Start of DATA TO EXAMINE
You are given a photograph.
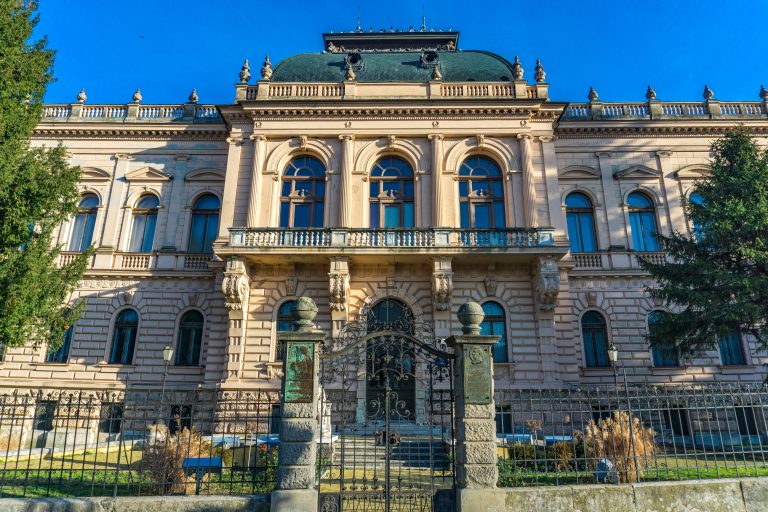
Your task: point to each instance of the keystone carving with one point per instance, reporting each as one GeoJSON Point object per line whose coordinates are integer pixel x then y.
{"type": "Point", "coordinates": [235, 285]}
{"type": "Point", "coordinates": [546, 283]}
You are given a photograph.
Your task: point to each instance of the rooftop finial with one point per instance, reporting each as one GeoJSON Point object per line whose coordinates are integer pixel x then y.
{"type": "Point", "coordinates": [517, 69]}
{"type": "Point", "coordinates": [245, 72]}
{"type": "Point", "coordinates": [266, 71]}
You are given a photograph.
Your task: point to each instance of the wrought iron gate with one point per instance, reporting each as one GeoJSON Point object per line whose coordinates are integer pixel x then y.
{"type": "Point", "coordinates": [386, 419]}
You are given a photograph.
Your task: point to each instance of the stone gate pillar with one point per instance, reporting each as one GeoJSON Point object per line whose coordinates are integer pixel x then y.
{"type": "Point", "coordinates": [296, 479]}
{"type": "Point", "coordinates": [476, 470]}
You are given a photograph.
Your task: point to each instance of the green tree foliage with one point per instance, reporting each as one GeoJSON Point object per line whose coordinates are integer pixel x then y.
{"type": "Point", "coordinates": [717, 281]}
{"type": "Point", "coordinates": [38, 191]}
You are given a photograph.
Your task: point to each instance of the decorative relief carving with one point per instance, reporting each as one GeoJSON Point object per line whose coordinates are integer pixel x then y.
{"type": "Point", "coordinates": [546, 283]}
{"type": "Point", "coordinates": [235, 285]}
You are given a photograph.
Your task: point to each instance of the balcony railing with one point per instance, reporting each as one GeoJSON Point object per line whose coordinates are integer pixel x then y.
{"type": "Point", "coordinates": [393, 238]}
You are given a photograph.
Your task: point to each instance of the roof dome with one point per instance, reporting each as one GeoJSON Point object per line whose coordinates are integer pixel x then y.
{"type": "Point", "coordinates": [394, 66]}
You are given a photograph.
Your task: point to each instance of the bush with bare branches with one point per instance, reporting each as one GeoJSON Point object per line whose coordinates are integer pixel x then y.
{"type": "Point", "coordinates": [624, 441]}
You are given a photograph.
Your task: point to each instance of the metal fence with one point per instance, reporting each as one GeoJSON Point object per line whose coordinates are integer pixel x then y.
{"type": "Point", "coordinates": [630, 433]}
{"type": "Point", "coordinates": [137, 442]}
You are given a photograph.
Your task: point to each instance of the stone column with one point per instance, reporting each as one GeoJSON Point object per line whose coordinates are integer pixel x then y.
{"type": "Point", "coordinates": [296, 481]}
{"type": "Point", "coordinates": [529, 181]}
{"type": "Point", "coordinates": [476, 470]}
{"type": "Point", "coordinates": [437, 172]}
{"type": "Point", "coordinates": [254, 201]}
{"type": "Point", "coordinates": [347, 167]}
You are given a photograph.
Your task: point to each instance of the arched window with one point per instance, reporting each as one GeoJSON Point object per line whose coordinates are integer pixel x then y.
{"type": "Point", "coordinates": [391, 194]}
{"type": "Point", "coordinates": [144, 221]}
{"type": "Point", "coordinates": [732, 349]}
{"type": "Point", "coordinates": [284, 323]}
{"type": "Point", "coordinates": [642, 220]}
{"type": "Point", "coordinates": [663, 356]}
{"type": "Point", "coordinates": [83, 223]}
{"type": "Point", "coordinates": [124, 337]}
{"type": "Point", "coordinates": [390, 315]}
{"type": "Point", "coordinates": [581, 222]}
{"type": "Point", "coordinates": [481, 194]}
{"type": "Point", "coordinates": [205, 224]}
{"type": "Point", "coordinates": [302, 199]}
{"type": "Point", "coordinates": [696, 199]}
{"type": "Point", "coordinates": [61, 355]}
{"type": "Point", "coordinates": [495, 324]}
{"type": "Point", "coordinates": [595, 338]}
{"type": "Point", "coordinates": [190, 339]}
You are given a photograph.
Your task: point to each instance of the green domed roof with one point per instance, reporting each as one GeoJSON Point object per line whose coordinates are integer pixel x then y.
{"type": "Point", "coordinates": [456, 66]}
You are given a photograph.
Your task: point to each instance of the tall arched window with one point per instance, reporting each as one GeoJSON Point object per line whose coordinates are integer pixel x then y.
{"type": "Point", "coordinates": [481, 194]}
{"type": "Point", "coordinates": [595, 338]}
{"type": "Point", "coordinates": [124, 337]}
{"type": "Point", "coordinates": [284, 323]}
{"type": "Point", "coordinates": [302, 200]}
{"type": "Point", "coordinates": [61, 355]}
{"type": "Point", "coordinates": [495, 324]}
{"type": "Point", "coordinates": [205, 224]}
{"type": "Point", "coordinates": [391, 194]}
{"type": "Point", "coordinates": [83, 223]}
{"type": "Point", "coordinates": [663, 356]}
{"type": "Point", "coordinates": [732, 349]}
{"type": "Point", "coordinates": [190, 339]}
{"type": "Point", "coordinates": [581, 222]}
{"type": "Point", "coordinates": [642, 220]}
{"type": "Point", "coordinates": [144, 222]}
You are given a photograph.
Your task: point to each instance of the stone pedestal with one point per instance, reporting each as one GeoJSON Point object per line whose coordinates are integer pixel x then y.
{"type": "Point", "coordinates": [476, 470]}
{"type": "Point", "coordinates": [297, 453]}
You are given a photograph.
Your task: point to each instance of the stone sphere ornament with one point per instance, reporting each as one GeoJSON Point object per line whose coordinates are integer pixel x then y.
{"type": "Point", "coordinates": [304, 311]}
{"type": "Point", "coordinates": [471, 315]}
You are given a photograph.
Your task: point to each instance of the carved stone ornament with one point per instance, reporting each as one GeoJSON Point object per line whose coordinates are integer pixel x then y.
{"type": "Point", "coordinates": [338, 287]}
{"type": "Point", "coordinates": [266, 70]}
{"type": "Point", "coordinates": [235, 285]}
{"type": "Point", "coordinates": [245, 72]}
{"type": "Point", "coordinates": [491, 284]}
{"type": "Point", "coordinates": [546, 284]}
{"type": "Point", "coordinates": [442, 290]}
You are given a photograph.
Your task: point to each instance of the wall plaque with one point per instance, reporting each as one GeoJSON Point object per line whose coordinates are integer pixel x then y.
{"type": "Point", "coordinates": [299, 371]}
{"type": "Point", "coordinates": [477, 374]}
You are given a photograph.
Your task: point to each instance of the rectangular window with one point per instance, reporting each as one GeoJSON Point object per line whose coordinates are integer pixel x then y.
{"type": "Point", "coordinates": [745, 417]}
{"type": "Point", "coordinates": [731, 350]}
{"type": "Point", "coordinates": [504, 419]}
{"type": "Point", "coordinates": [110, 418]}
{"type": "Point", "coordinates": [678, 421]}
{"type": "Point", "coordinates": [45, 410]}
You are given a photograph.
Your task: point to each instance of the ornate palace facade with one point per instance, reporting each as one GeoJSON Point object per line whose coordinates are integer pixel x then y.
{"type": "Point", "coordinates": [391, 173]}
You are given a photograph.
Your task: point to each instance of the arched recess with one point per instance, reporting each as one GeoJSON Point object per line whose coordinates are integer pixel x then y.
{"type": "Point", "coordinates": [487, 146]}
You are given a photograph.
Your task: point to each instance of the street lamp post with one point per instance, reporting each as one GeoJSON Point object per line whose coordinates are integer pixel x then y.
{"type": "Point", "coordinates": [167, 355]}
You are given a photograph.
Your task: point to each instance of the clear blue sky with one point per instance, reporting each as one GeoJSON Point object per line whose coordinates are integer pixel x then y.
{"type": "Point", "coordinates": [167, 47]}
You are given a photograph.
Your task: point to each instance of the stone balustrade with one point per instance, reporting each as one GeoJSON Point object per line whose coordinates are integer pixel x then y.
{"type": "Point", "coordinates": [353, 90]}
{"type": "Point", "coordinates": [132, 112]}
{"type": "Point", "coordinates": [410, 238]}
{"type": "Point", "coordinates": [711, 109]}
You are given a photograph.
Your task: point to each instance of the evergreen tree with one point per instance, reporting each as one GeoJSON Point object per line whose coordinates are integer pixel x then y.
{"type": "Point", "coordinates": [717, 280]}
{"type": "Point", "coordinates": [38, 191]}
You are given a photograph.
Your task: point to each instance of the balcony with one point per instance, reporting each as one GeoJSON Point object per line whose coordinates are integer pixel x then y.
{"type": "Point", "coordinates": [414, 241]}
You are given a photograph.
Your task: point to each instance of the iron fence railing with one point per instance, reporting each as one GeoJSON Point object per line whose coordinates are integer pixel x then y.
{"type": "Point", "coordinates": [67, 442]}
{"type": "Point", "coordinates": [629, 433]}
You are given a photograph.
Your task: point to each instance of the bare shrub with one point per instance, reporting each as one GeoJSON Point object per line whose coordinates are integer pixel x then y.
{"type": "Point", "coordinates": [165, 454]}
{"type": "Point", "coordinates": [624, 441]}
End of DATA TO EXAMINE
◆ HOW TO COMPLETE THIS TASK ◆
Write out, without alteration, the line that contains "Your task: point to each instance of the iron" and all subsequent lines down to the end of the data above.

◆ SOLUTION FOR THIS EXERCISE ◆
Your task: point to each instance of the iron fence railing with one point per instance, reporting each as one GeoJSON Point object per line whose coordinates are integer pixel x then y.
{"type": "Point", "coordinates": [67, 442]}
{"type": "Point", "coordinates": [629, 433]}
You are given a photograph.
Your task: point to each instance of the bare shrub with one point per instance, reporting each as one GeoJSON Point object per line whose coordinates are integer pixel x then y.
{"type": "Point", "coordinates": [165, 454]}
{"type": "Point", "coordinates": [624, 441]}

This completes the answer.